§ **EXERCISE REQUIREMENTS**:
Count the lines in the records below that contain the string "background", treating uppercase and lowercase as different, and reply with only that number.

§ **MATERIALS PROVIDED**:
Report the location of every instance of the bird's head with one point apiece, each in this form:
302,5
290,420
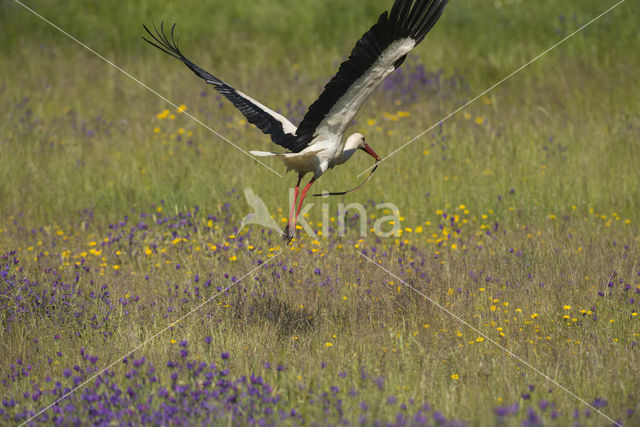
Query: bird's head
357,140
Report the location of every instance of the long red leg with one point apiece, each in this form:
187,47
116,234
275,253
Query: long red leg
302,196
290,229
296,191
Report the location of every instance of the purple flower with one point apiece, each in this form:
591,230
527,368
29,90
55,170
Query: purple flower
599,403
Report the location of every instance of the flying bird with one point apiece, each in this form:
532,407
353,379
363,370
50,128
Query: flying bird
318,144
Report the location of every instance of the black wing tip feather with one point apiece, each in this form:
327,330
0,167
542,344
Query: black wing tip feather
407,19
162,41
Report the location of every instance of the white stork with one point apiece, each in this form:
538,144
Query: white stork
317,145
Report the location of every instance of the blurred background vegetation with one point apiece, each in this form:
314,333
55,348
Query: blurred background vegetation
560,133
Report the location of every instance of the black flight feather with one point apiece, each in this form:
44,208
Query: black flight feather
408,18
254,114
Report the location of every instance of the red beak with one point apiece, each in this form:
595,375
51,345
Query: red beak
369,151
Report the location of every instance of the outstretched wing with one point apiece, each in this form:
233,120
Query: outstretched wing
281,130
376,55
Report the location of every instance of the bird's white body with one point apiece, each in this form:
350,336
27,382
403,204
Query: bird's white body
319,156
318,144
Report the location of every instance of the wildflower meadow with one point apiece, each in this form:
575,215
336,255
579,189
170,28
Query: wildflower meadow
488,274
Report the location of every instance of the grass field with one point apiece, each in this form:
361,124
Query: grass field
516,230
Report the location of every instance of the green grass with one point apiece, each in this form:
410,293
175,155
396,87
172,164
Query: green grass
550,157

---

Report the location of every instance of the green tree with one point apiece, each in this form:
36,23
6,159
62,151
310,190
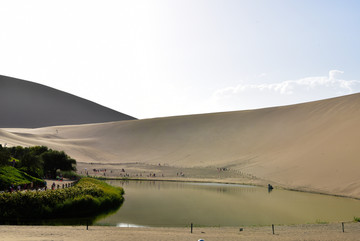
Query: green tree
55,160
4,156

§ **SOLUTION BELOW**:
2